__Aim__
Reproduce the stretch from the line containing "Where can you spot the flagpole" through the end of the records below, substituting "pin" for "marker" and leaving everything else unchanged.

__Records to process__
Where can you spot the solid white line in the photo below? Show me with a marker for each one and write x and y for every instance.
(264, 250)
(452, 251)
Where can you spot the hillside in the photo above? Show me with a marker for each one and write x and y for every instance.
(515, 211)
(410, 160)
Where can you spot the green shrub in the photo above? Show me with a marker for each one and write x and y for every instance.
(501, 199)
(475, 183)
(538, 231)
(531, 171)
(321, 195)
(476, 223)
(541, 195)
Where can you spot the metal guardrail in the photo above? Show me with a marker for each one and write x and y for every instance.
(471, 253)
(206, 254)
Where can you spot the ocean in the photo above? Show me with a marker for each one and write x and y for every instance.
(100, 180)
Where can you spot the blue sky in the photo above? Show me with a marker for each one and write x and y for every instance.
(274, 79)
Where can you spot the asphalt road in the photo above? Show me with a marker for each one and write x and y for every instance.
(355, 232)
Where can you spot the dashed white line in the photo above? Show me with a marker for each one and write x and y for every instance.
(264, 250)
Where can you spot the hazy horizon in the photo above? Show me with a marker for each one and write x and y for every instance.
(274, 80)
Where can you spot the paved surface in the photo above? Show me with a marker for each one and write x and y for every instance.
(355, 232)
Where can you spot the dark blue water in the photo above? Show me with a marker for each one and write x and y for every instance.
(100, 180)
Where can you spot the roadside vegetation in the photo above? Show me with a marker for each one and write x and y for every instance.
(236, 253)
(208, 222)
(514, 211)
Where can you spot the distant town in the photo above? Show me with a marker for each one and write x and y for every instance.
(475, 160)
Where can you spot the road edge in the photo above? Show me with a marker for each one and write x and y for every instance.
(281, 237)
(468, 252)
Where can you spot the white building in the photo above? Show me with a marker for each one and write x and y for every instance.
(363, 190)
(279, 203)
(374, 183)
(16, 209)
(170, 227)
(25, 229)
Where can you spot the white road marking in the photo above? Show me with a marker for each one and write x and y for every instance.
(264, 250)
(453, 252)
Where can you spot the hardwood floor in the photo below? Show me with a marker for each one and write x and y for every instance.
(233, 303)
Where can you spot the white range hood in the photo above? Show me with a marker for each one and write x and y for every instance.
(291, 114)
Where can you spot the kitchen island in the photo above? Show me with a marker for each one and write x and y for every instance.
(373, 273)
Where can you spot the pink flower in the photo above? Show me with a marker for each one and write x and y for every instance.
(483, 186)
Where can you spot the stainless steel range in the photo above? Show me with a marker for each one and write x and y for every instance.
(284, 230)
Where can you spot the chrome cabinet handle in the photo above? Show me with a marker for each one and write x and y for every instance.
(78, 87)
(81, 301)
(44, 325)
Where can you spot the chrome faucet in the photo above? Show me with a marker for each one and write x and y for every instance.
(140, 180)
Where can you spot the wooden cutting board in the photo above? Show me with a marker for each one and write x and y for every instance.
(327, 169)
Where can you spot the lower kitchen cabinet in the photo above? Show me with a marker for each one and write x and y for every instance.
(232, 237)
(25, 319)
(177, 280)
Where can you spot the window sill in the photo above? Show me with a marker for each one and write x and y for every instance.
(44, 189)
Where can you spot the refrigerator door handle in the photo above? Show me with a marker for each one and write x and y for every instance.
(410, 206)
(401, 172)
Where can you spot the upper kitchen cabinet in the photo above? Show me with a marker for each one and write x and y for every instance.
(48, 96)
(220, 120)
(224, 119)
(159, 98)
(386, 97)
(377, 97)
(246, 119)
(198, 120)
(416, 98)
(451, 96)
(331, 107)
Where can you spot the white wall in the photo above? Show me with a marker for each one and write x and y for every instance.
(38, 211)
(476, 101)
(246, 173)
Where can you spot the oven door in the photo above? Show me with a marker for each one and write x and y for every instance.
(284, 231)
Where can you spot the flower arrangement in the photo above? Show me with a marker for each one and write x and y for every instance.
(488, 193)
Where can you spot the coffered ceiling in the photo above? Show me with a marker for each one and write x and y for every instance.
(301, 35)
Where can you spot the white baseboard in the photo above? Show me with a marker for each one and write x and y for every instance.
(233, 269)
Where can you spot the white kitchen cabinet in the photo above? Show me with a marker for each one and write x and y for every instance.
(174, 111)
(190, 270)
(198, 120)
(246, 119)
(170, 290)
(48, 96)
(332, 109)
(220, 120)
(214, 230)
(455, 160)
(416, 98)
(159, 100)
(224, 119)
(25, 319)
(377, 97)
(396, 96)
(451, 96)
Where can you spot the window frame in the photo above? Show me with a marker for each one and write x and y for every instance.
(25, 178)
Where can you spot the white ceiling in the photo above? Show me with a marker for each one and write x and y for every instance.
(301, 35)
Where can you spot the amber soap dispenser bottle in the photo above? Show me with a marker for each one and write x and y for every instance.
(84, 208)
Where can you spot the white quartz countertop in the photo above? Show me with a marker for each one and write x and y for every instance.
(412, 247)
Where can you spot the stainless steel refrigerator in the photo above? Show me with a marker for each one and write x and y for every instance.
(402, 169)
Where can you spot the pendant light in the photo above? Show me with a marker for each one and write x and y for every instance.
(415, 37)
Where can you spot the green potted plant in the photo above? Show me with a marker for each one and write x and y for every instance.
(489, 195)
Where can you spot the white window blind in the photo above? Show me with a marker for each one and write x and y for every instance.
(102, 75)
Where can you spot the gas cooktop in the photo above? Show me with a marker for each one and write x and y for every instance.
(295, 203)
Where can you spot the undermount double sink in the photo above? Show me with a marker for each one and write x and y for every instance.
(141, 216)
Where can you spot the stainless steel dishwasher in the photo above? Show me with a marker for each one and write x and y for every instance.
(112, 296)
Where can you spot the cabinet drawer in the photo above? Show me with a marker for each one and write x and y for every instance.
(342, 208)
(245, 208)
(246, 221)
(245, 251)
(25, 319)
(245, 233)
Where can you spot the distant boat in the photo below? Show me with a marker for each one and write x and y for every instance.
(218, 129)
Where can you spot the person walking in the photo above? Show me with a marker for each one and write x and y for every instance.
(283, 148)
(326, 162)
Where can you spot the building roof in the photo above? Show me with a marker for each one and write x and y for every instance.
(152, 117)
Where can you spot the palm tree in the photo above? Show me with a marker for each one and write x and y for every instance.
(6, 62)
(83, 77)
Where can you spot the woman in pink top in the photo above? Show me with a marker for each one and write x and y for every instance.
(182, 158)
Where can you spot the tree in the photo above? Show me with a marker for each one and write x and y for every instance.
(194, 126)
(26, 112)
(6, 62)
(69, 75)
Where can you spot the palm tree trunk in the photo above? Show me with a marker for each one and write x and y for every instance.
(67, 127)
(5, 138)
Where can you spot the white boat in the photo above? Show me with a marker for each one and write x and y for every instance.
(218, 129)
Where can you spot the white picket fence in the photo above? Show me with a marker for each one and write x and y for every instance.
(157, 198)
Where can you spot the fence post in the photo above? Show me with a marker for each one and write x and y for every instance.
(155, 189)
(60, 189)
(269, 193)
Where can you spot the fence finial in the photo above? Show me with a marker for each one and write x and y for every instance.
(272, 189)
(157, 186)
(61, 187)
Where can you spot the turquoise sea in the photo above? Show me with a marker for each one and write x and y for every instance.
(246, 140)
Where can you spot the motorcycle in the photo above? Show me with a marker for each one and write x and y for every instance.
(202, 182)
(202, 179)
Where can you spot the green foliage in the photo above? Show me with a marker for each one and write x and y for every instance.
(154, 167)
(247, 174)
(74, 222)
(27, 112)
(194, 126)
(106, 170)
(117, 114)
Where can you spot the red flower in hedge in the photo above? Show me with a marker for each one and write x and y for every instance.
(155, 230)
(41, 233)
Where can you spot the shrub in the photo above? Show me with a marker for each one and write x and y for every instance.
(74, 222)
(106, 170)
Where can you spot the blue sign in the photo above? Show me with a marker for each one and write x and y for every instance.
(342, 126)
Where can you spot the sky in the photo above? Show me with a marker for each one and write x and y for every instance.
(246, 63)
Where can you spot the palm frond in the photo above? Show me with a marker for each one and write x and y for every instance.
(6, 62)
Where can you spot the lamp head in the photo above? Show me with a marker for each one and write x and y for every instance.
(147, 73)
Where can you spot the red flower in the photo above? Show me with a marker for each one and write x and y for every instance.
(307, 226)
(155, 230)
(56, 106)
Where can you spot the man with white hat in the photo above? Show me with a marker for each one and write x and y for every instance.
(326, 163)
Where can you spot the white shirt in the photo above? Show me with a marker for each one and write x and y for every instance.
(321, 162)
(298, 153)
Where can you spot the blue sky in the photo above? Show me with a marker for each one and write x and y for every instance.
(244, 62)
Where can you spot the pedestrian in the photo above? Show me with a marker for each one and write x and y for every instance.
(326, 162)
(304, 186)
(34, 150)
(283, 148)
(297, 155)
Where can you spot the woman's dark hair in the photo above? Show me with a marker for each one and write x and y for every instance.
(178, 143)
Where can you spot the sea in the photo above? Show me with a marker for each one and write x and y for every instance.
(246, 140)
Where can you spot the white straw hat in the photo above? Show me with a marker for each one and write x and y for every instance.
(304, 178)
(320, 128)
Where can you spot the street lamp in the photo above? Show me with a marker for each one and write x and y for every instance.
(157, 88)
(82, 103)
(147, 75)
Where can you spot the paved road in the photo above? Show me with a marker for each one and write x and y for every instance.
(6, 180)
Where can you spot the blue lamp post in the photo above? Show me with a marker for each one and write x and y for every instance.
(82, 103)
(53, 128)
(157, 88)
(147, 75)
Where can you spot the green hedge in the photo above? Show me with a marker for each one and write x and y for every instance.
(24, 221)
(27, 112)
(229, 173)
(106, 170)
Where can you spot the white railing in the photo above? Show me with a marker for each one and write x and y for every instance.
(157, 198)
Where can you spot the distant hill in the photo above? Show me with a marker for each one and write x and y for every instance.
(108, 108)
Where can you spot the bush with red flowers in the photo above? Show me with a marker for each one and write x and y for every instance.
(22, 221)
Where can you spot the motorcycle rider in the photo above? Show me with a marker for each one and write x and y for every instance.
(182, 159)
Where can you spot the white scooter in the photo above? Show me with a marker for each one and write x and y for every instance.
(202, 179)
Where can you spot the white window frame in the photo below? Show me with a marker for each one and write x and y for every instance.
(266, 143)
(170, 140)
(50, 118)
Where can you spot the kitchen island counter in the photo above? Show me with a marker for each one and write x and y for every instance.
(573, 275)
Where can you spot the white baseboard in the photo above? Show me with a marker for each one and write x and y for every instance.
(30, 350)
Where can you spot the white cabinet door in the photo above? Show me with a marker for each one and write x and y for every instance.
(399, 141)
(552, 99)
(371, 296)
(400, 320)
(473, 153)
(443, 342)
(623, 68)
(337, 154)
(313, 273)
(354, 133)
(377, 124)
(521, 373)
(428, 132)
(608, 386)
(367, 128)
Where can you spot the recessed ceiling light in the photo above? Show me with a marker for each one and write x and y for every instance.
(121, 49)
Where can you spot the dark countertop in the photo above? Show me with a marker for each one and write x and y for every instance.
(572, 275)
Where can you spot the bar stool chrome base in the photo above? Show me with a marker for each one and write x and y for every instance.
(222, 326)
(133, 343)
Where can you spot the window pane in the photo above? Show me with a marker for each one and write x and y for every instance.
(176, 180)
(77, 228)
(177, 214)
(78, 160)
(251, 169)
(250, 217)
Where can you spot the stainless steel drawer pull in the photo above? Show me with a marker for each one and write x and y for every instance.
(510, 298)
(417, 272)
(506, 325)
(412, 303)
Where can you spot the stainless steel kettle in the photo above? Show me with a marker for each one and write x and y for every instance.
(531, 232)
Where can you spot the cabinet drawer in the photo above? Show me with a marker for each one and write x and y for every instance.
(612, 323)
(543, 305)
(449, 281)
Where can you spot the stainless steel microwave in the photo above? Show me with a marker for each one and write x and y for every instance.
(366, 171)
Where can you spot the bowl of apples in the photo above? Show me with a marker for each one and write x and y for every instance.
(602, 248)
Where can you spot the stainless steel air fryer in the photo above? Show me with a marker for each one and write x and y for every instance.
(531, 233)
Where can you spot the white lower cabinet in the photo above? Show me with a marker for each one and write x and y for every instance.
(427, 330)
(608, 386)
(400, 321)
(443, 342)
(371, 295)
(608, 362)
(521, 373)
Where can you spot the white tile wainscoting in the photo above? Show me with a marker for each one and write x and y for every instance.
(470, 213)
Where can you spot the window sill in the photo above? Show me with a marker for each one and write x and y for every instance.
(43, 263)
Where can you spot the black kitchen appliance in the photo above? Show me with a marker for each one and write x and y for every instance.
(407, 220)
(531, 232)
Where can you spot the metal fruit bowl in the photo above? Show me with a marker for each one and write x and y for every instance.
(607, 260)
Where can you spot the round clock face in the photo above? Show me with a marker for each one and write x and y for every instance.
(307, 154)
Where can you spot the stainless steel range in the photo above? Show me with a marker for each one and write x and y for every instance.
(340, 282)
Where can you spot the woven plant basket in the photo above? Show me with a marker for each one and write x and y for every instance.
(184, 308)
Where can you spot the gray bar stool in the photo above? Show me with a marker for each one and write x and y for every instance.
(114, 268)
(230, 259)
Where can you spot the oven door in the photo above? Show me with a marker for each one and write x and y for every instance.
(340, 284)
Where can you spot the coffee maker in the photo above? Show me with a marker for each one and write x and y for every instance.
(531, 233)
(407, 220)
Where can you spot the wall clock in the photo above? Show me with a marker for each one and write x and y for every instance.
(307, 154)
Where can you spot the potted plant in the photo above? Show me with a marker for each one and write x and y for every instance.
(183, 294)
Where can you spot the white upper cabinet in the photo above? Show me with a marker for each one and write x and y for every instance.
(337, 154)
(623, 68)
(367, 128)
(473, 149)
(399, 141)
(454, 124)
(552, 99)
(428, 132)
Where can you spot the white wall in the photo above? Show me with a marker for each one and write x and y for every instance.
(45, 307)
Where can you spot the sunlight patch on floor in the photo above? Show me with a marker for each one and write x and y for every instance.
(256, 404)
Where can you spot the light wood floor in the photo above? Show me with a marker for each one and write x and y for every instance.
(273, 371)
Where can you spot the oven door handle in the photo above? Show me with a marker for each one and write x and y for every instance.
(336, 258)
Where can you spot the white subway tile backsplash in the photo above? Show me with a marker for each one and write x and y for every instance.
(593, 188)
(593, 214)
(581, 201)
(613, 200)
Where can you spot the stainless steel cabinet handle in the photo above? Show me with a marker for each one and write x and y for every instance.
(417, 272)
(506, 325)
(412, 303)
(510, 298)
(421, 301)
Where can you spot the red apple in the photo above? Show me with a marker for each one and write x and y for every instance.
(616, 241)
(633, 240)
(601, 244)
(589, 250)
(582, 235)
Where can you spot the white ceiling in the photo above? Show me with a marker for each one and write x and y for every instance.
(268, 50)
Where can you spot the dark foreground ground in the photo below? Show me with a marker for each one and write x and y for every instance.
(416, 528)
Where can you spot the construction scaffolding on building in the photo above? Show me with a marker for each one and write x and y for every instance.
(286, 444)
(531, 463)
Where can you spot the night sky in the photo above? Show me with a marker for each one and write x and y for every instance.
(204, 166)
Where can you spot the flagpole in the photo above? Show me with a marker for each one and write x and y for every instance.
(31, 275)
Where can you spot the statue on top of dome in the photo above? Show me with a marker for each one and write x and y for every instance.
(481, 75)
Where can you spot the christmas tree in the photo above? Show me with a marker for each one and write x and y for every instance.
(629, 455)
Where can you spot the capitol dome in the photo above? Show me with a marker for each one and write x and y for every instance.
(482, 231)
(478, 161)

__Task response__
Where can you spot the flagpole in the photo above? Show me with a pin for each one and write x and y for every instance.
(31, 275)
Where can you spot the statue on top of dome in the photo above? Show me with a pin for each one and write x and y for every instance.
(481, 75)
Where can you spot the christmas tree in the photo above? Show me with a pin for each one and write x and y for every instance.
(629, 455)
Where can you spot the capitol dome in the photo above? Show me with a pin for each one and write x and y for every instance.
(482, 231)
(478, 161)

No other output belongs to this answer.